▸ **EXERCISE OBJECTIVE**
Locate "of the lecturer's" in the listing below, then output the line holding it and every line after it, exactly and with nothing else.

▸ **STORED RECORDS**
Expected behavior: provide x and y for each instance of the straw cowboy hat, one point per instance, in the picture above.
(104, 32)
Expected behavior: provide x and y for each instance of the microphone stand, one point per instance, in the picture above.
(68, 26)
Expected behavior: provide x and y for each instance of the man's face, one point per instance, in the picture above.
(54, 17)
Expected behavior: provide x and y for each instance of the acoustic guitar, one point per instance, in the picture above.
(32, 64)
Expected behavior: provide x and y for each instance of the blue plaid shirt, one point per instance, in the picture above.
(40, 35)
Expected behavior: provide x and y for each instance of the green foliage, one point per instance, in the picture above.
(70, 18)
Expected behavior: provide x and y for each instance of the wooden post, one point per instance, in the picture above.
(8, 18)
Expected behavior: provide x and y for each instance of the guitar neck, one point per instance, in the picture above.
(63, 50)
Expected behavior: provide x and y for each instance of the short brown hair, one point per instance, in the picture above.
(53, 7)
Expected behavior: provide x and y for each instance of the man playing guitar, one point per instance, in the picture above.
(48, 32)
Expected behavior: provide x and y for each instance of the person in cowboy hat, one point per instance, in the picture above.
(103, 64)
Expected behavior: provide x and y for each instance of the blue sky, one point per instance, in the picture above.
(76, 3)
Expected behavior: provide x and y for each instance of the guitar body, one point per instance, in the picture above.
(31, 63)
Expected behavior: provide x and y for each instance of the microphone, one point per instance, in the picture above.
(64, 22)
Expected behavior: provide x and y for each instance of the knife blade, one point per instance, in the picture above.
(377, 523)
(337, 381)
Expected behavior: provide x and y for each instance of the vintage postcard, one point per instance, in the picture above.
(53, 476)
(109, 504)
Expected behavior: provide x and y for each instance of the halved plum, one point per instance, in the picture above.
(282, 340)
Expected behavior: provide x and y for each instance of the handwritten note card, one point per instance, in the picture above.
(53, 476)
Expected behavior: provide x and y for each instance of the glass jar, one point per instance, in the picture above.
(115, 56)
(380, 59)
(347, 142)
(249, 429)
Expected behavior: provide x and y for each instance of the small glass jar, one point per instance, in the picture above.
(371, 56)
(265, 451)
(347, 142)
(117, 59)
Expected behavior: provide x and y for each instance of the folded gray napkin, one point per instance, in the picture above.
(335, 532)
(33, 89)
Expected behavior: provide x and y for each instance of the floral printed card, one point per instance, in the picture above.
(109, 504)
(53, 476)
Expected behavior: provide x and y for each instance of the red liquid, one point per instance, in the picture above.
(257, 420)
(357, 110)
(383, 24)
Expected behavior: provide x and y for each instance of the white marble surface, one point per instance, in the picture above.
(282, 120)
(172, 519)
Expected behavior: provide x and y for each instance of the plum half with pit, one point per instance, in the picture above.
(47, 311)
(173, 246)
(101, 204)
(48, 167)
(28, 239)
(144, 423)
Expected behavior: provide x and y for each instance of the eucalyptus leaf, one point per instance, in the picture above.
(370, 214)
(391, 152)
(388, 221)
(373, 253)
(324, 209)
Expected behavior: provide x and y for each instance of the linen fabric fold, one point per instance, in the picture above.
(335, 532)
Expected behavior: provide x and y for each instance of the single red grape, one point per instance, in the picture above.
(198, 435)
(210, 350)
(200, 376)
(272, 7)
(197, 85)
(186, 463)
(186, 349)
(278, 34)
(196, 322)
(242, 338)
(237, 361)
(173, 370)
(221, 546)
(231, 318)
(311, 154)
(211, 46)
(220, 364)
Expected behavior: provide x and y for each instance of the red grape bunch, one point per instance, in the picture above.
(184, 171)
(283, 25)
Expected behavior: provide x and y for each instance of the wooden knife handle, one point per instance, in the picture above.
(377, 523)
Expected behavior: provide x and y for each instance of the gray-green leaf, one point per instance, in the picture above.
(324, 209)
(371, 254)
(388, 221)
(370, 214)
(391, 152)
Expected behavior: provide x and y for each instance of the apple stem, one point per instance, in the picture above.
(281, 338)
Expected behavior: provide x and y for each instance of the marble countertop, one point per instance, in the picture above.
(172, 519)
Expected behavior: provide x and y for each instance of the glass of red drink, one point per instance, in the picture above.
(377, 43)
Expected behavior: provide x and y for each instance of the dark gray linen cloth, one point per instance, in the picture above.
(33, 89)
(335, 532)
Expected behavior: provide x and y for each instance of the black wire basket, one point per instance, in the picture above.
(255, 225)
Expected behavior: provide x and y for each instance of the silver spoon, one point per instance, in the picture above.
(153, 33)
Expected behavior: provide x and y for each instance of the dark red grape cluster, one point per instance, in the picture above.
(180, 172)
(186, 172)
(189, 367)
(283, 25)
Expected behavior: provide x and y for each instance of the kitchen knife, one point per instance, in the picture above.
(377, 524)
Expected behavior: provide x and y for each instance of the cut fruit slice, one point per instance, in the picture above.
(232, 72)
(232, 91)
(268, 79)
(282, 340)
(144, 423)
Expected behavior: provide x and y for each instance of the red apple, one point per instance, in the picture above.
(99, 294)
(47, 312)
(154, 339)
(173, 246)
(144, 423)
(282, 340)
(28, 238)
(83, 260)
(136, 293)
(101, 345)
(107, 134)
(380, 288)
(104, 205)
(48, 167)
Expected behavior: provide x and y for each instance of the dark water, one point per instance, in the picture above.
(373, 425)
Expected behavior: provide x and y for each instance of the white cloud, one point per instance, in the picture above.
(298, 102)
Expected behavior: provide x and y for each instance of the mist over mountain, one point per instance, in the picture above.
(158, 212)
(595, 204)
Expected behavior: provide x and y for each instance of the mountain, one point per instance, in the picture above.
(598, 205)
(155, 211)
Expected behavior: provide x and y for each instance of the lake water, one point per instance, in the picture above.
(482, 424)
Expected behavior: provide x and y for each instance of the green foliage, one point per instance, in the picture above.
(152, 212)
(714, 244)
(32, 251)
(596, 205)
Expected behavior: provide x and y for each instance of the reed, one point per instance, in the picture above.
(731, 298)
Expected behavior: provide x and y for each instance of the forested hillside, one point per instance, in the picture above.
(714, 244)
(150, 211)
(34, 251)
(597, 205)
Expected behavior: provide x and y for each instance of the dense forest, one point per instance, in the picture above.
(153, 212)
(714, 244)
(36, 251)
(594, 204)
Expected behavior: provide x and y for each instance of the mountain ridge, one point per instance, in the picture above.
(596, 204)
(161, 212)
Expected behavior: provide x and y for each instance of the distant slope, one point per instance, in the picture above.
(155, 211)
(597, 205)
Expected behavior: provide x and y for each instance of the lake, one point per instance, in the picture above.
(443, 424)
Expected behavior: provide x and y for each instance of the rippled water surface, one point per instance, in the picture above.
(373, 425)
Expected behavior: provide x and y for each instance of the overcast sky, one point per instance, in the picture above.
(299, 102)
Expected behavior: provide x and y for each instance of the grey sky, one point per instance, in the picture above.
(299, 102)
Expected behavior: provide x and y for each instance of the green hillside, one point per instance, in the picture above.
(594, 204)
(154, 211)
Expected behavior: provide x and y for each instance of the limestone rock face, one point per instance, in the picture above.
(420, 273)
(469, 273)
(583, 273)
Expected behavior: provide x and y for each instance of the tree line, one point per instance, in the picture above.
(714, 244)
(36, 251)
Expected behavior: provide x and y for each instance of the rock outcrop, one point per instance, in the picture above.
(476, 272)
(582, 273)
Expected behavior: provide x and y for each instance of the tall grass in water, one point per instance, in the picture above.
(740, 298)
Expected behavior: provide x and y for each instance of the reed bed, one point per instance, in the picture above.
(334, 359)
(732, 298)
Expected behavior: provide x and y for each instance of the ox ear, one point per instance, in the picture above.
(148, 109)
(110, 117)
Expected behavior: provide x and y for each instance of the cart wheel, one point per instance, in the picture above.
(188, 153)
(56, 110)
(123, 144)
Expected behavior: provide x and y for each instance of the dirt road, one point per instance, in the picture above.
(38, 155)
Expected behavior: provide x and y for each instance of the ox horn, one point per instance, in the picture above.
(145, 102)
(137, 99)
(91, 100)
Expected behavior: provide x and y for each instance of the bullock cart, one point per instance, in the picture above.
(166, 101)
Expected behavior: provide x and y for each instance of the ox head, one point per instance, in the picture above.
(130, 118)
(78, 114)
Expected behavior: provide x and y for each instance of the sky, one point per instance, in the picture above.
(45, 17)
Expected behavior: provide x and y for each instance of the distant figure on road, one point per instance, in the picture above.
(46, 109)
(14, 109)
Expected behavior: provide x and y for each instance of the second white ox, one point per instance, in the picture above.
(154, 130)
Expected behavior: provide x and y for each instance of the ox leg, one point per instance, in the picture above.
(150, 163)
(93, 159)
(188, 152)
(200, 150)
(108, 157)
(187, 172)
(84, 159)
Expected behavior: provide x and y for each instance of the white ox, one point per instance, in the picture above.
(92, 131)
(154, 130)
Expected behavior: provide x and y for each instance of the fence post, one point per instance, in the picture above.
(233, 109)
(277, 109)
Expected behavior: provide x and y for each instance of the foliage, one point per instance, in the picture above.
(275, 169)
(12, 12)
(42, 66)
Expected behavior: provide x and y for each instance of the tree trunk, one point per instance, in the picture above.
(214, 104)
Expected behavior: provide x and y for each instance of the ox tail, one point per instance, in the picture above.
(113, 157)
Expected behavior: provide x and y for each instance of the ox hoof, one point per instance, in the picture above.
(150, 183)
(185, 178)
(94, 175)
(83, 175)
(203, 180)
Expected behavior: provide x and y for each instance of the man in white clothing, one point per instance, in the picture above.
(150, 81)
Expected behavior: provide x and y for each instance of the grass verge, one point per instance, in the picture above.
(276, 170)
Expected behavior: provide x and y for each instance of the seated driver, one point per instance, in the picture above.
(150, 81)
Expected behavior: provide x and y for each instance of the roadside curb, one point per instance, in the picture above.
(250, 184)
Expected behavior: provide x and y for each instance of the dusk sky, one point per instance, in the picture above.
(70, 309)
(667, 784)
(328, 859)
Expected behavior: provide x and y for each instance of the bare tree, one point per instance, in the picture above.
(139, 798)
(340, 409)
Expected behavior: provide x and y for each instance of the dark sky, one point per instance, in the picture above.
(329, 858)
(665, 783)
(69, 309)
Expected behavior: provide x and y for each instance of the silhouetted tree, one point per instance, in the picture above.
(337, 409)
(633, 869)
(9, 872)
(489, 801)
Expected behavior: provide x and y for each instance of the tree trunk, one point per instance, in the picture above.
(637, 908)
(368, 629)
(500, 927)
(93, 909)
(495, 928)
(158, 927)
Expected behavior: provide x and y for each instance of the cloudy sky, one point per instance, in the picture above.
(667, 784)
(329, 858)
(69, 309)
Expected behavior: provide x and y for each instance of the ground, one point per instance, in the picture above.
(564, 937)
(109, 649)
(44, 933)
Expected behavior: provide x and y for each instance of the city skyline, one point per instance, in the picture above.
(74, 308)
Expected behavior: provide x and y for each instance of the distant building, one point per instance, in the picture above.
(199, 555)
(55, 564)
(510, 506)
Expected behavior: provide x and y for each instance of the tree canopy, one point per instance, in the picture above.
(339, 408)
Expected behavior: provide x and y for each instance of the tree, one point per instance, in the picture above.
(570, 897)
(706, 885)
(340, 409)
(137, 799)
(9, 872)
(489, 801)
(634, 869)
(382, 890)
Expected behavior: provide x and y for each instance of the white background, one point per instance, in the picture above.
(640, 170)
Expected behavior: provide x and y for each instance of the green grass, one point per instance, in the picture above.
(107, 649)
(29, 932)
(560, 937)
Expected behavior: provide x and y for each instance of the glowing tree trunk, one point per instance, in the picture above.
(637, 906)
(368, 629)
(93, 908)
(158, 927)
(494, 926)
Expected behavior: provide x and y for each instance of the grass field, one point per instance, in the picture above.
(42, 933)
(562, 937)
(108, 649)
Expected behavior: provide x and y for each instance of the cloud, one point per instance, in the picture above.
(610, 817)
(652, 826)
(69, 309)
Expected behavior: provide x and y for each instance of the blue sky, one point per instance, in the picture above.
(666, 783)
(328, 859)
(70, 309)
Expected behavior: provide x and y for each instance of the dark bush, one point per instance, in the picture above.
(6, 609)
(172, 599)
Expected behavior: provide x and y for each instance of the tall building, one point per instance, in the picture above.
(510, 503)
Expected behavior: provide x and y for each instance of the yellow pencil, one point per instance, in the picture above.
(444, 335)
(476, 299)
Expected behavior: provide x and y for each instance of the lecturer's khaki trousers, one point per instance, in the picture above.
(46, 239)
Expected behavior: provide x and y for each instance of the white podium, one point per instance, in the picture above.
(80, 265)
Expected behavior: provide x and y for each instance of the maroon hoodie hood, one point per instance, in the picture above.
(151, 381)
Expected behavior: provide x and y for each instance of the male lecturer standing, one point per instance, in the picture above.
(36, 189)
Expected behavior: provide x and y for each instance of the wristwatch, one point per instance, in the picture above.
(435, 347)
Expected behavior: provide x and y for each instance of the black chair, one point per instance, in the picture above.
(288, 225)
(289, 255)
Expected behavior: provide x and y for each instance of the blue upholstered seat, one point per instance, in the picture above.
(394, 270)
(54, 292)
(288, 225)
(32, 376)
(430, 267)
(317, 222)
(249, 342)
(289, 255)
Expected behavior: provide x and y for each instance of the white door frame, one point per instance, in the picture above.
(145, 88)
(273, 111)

▸ **EXPECTED ANSWER**
Expected behavior: provide x and y for each instance of the lecturer's khaki trousers, one point per instance, in the picture above.
(46, 239)
Expected behavior: provide x and y for each instance of the white podium, one point per instance, in the picture above.
(80, 265)
Expected behavior: provide x and y for each instance of the maroon hoodie hood, one point per instance, in the picture above.
(151, 381)
Expected behavior: provide x and y for each instance of the male lecturer standing, one point per instance, in the picture above.
(36, 189)
Expected behavior: provide x and y for each instance of the wristwatch, one point per instance, in the picture above.
(435, 347)
Expected behavior: provide x and y for each instance of the black chair, one point per instance, in the picture above.
(288, 225)
(289, 255)
Expected behavior: provide x and y for each instance of the blue upholstered seat, one point per instance, in the picture above.
(394, 270)
(54, 292)
(288, 225)
(32, 376)
(430, 267)
(317, 222)
(249, 342)
(289, 255)
Expected behavior: provide x and y for each instance of the white door frame, one point per instance, in the picture above.
(145, 88)
(273, 111)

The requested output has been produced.